**Job 1:**
Count the lines in the records below that contain the word "flowering", and reply with the number alone.

**Document segment:**
* BEGIN *

Should You Buy This Supercharged Growth Stock That's Down 39% Right Now?

Motley Fool
02-08
  • By catering to a single industry and its needs, Toast has found tremendous success.
  • Leveraging its operating expenses is starting to produce positive earnings.
  • Toast stock isn't necessarily cheap, but bullish investors might still consider it.

The stock market's impressive run over the past couple of years has lifted some businesses much more than others. For example, shares of one software-as-a-service (SaaS) company have surged 111% higher just in the past 12 months.

That's not surprising, given the impressive trajectory this business is on. Yet even after that run, its shares still trade 39% below the peak they touched in November 2021. Is this still a good time to buy this supercharged growth stock?

Taking care of the restaurant industry

Toast (TOST -2.05%) has made a name for itself by catering specifically to the needs of the restaurant sector. With a comprehensive product and service assortment that ranges from point-of-sales devices and payroll management to marketing tools and working capital loans, it's a one-stop shop for the tools that managers and owners need to better run their operations.

* END *

**Job 2:**
Change "impressive" to "remarkable" throughout the Toast stock article from "Should You Buy" to "supercharged growth stock?", and give that part again with the change made.

**Supplied material:**

* BEGIN *

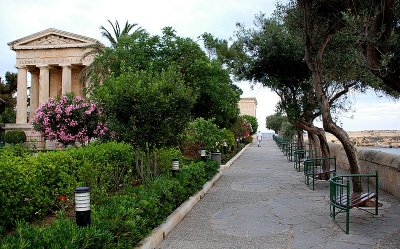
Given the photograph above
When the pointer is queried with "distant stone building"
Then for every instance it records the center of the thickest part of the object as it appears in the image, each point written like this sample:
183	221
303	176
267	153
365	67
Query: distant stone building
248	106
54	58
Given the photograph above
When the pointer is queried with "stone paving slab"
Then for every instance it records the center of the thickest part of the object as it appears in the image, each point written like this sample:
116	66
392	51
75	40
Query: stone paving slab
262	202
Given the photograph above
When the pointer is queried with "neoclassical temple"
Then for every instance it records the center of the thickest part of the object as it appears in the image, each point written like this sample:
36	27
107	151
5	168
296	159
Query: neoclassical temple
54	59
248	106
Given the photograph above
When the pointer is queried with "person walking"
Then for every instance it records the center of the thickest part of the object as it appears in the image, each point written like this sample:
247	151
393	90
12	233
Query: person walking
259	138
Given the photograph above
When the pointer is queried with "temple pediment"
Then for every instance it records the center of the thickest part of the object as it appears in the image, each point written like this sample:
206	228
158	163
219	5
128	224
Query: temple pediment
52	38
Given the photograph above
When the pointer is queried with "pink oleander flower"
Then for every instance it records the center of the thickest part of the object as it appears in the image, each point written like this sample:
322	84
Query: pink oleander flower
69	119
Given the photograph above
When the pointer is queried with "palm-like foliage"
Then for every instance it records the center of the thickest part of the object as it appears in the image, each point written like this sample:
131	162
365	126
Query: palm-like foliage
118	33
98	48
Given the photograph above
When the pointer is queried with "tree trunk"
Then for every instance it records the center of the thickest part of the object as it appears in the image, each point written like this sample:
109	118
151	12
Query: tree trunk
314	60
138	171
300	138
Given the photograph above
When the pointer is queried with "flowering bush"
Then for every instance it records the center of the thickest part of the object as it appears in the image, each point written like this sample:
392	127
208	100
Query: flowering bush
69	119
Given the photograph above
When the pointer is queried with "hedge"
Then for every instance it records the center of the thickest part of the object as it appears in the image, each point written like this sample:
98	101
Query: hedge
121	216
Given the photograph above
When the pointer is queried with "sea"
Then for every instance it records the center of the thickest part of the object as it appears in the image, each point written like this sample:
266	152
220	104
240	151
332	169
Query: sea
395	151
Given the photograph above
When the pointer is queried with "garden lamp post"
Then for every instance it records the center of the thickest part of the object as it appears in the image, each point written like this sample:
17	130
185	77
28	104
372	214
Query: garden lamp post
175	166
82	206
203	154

* END *

**Correct output 1:**
2

**Correct output 2:**
Should You Buy This Supercharged Growth Stock That's Down 39% Right Now?

Motley Fool
02-08
  • By catering to a single industry and its needs, Toast has found tremendous success.
  • Leveraging its operating expenses is starting to produce positive earnings.
  • Toast stock isn't necessarily cheap, but bullish investors might still consider it.

The stock market's remarkable run over the past couple of years has lifted some businesses much more than others. For example, shares of one software-as-a-service (SaaS) company have surged 111% higher just in the past 12 months.

That's not surprising, given the remarkable trajectory this business is on. Yet even after that run, its shares still trade 39% below the peak they touched in November 2021. Is this still a good time to buy this supercharged growth stock?